Tujuan Latihan -
Jawablah pertanyaan berikut berdasarkan teks tentang diksa:
1. Dengan sebutan apa upacara penyucian diri menjadi brahmana lebih dikenal?
2. Semua orang Hindu terlahir sebagai apa?
3. Siapa yang berhak melaksanakan diksa?

Teks Sumber -
Sabtu, 04 Januari 2020

PASEK PALING atau PALING PASEK

Masih kah ada Pasek Paling Pilih Pandita Mpu Atau Pedanda

              Penyucian diri menjadi brahmana atau sulinggih di Bali melalui proses upacara sedaraga dengan aksara Bali sebagai unsur utamanya atau lazim disebut Rsi Yadnya, merupakan proses sakralisasi untuk menyiapkan diri seseorang menyatukan diri dengan Brahman. Upacara tersebut lebih familiar dengan sebutan dwijati. Proses dwijati ini pada dasarnya bukanlah sebuah ambisi pribadi dari seseorang yang terlahir dalam keluarga Hindu yang masih memegang teguh agama leluhurnya, tetapi semata karena karma yang didukung oleh kitab suci agama Hindu. Diksa adalah kewajiban yang harus dilaksanakan pada saat masih hidup, serta diyakini sebagai bagian dari hukum moral. Hal tersebut jelas tercantum dalam Yajur Weda XIX. 36 sebagai berikut, "Vratena diksam apnoti, diksaya apnoti daksinam, daksinam sraddham apnoti, sraddhaya satyam apyate" artinya, dengan melasanakan brata, seseorang mencapai diksa, dengan diksa seseorang memperoleh daksina dan dengan daksina seseorang mencapai srada, melalui srada seseorang mencapai satya". 
              Melalui proses diksa, seseorang mendapat kewenangan untuk mempelajari dan mengajarkan Weda. Karena, Weda sebagai kebenaran tertinggi tidak boleh dipelajari secara sembarangan oleh orang yang belum memenuhi syarat kesucian. Dengan demikian, diksa merupakan upacara formal untuk menjadikan seseorang sebagai brahmana, karena semua orang Hindu terlahir sebagai sudra.

               Kelahiran sebagai sudra haruslah dipahami dalam konteks mempelajari kitab suci, tetapi bukan dalam strata sosial. Kitab suci juga telah menggariskan agar semua umat Hindu tidak menjadi sudra selamanya. Kesudraan seseorang haruslah diruwat dengan belajar Weda, atau setidaknya mengerti hakekat hidupnya tidak akan sudra selamanya karena kelahirannya. Ada ruang yang disediakan dan seharusnya dilaksanakan untuk berubah menjadikan dirinya tidak sudra, yaitu upacara diksa. Setiap orang yang beragama Hindu, sepanjang tidak cendala atau cacad berhak untuk melaksanakan diksa. Proses diksa bukanlah menjadi monopoli seseorang atau sekelompok orang.

Informasi yang Ditampilkan -
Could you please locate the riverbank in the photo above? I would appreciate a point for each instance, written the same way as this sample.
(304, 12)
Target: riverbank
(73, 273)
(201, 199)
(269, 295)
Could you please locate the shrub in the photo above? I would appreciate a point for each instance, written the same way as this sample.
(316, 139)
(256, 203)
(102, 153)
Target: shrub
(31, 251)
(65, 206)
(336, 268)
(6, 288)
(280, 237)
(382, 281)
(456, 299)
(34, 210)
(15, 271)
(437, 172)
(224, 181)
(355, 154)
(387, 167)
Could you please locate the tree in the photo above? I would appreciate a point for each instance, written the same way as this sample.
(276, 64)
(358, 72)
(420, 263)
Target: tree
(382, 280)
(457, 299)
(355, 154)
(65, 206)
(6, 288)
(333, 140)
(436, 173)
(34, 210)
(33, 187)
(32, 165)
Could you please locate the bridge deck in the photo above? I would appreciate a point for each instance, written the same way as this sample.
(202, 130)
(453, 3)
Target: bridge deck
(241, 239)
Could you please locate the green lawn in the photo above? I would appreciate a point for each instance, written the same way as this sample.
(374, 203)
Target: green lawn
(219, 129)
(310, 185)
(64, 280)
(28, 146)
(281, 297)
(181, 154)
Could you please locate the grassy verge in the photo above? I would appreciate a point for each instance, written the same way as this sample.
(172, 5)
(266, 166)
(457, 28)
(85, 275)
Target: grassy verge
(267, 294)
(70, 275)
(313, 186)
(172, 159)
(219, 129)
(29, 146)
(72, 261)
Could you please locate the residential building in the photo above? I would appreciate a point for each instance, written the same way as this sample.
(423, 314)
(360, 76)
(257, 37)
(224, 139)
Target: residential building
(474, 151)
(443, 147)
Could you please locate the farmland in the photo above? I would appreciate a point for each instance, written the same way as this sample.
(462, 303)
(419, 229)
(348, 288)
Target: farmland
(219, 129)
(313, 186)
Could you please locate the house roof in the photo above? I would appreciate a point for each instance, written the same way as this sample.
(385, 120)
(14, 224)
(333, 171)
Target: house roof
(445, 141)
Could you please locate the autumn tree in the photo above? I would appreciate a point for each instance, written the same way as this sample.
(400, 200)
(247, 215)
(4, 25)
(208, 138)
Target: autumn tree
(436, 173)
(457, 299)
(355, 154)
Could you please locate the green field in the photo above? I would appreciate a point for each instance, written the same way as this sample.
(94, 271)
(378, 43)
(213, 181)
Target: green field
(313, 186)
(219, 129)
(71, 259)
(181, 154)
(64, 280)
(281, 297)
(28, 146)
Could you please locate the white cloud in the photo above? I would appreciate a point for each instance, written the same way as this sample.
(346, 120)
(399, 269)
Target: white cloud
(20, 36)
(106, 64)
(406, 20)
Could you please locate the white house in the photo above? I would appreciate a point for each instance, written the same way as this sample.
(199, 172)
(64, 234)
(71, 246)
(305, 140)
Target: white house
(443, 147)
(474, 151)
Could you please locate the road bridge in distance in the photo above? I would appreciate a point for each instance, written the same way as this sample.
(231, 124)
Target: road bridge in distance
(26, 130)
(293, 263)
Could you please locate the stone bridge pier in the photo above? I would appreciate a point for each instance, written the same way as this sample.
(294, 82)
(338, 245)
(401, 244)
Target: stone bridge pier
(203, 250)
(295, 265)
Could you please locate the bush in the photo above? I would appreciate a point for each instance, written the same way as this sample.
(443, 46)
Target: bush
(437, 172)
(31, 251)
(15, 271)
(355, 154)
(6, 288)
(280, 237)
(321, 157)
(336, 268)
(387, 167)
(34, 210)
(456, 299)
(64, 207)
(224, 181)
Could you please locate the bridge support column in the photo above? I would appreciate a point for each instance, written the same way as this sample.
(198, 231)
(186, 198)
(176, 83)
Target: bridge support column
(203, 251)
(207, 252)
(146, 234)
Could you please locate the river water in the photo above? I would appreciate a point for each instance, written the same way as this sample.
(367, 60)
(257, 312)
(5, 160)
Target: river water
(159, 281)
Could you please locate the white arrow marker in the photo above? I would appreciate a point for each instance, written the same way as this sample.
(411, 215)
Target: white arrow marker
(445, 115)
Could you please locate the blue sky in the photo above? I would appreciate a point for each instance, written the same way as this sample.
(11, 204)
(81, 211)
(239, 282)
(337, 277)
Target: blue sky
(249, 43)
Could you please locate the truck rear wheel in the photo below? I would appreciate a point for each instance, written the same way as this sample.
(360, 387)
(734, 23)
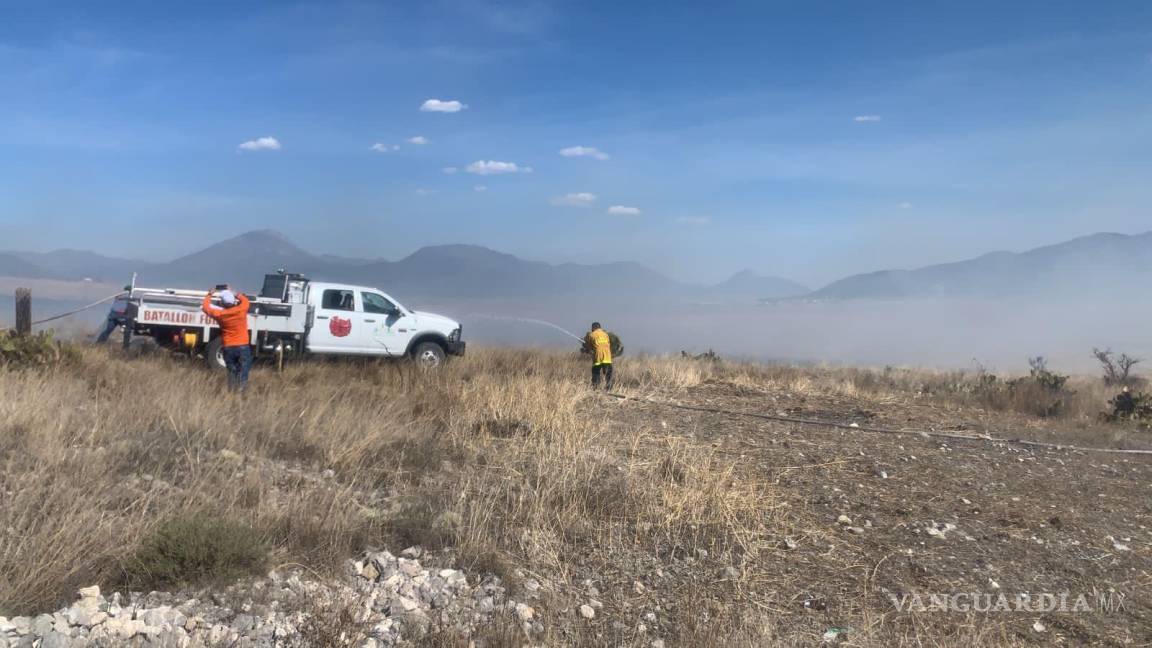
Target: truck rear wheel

---

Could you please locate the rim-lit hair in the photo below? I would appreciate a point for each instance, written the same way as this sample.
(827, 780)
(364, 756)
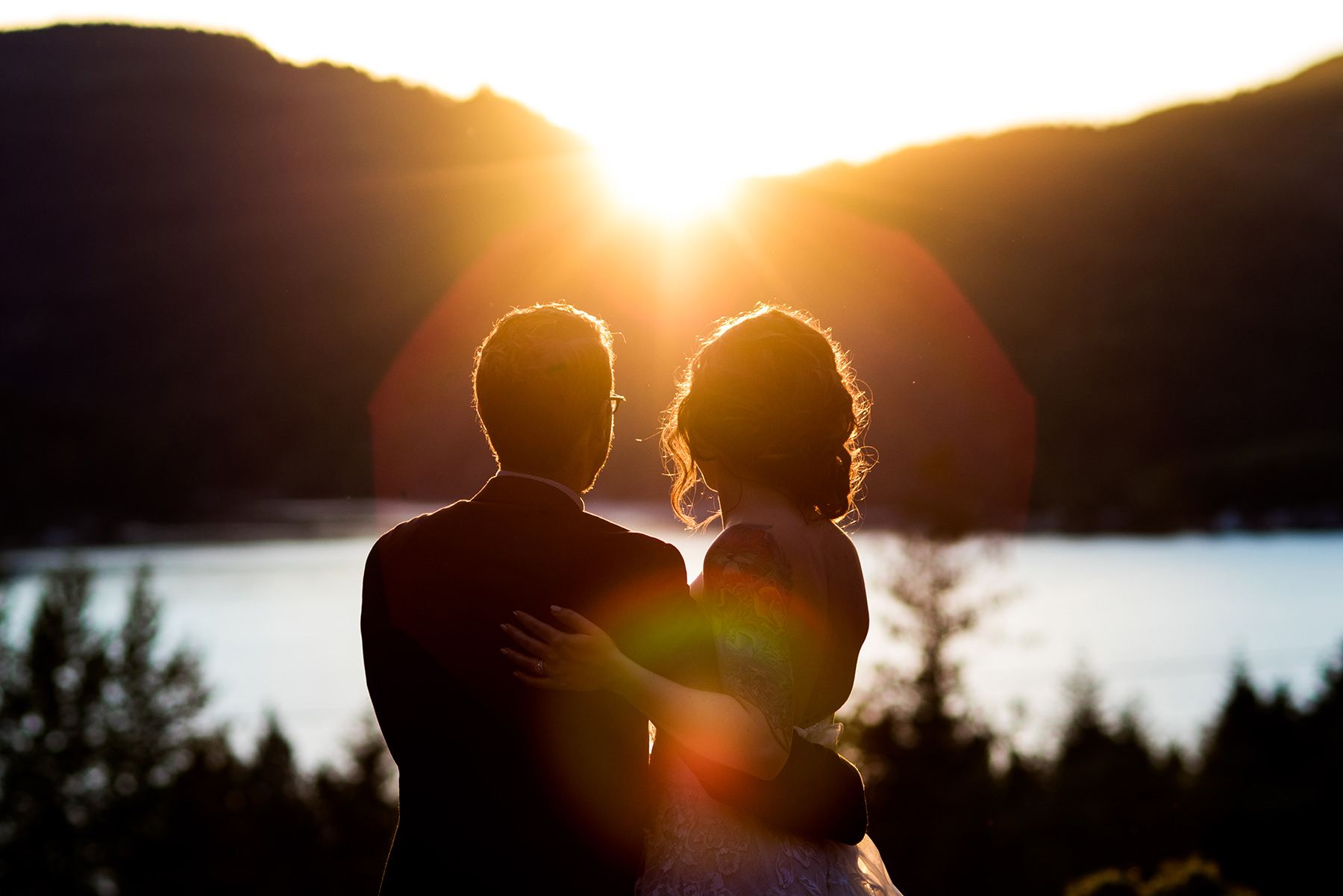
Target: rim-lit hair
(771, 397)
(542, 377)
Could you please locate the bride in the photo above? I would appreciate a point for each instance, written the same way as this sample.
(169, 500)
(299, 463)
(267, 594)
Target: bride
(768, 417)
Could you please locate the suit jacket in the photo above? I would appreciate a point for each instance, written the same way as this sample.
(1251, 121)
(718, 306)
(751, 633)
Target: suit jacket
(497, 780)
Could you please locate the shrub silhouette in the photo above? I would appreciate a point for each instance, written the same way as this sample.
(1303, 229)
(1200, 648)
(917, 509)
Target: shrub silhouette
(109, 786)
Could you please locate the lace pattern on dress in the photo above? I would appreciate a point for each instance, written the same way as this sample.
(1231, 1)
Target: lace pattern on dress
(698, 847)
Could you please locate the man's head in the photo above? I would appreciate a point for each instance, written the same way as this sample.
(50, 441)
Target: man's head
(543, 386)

==

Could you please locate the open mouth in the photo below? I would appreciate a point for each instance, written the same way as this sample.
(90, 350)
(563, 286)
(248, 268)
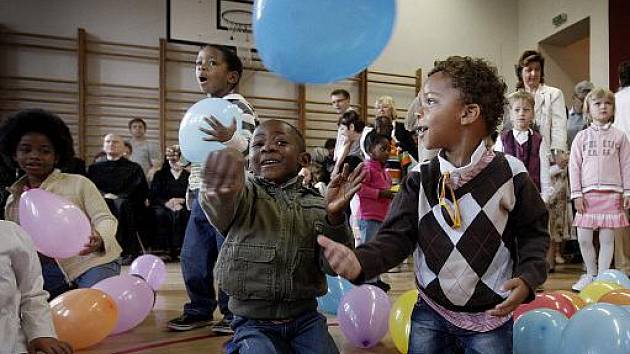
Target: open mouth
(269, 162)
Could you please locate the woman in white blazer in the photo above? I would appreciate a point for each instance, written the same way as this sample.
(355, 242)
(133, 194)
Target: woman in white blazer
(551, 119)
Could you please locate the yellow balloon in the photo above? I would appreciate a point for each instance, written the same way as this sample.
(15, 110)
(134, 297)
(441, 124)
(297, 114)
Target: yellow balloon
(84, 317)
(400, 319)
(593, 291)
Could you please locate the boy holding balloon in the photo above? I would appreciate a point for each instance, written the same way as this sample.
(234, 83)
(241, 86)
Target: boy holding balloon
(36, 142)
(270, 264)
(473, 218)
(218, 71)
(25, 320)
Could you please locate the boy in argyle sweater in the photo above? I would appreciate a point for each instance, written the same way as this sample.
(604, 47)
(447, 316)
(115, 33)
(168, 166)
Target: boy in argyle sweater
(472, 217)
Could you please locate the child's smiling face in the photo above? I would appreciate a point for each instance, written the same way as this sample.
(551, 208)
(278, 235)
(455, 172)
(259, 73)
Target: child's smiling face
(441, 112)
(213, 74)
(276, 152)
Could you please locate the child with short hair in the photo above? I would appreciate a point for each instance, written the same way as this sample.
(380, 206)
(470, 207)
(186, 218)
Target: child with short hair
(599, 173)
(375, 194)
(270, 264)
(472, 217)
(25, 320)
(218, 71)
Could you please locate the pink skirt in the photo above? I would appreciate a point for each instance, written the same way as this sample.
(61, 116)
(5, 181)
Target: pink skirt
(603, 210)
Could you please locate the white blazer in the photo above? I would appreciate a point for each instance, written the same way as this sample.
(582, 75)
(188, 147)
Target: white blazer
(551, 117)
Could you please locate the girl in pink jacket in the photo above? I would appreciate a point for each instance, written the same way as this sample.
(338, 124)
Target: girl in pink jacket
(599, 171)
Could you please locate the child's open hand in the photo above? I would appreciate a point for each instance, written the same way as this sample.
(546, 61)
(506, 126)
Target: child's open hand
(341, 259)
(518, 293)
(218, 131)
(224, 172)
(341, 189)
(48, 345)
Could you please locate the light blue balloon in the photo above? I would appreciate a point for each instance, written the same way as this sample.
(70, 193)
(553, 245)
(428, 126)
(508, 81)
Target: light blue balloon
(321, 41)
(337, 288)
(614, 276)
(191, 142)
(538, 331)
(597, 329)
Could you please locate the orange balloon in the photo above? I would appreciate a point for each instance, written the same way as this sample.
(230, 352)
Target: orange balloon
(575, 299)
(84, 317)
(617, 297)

Jawaban -
1. Dwijati.
2. Sudra.
3. Setiap orang yang beragama Hindu, sepanjang tidak cendala atau cacad.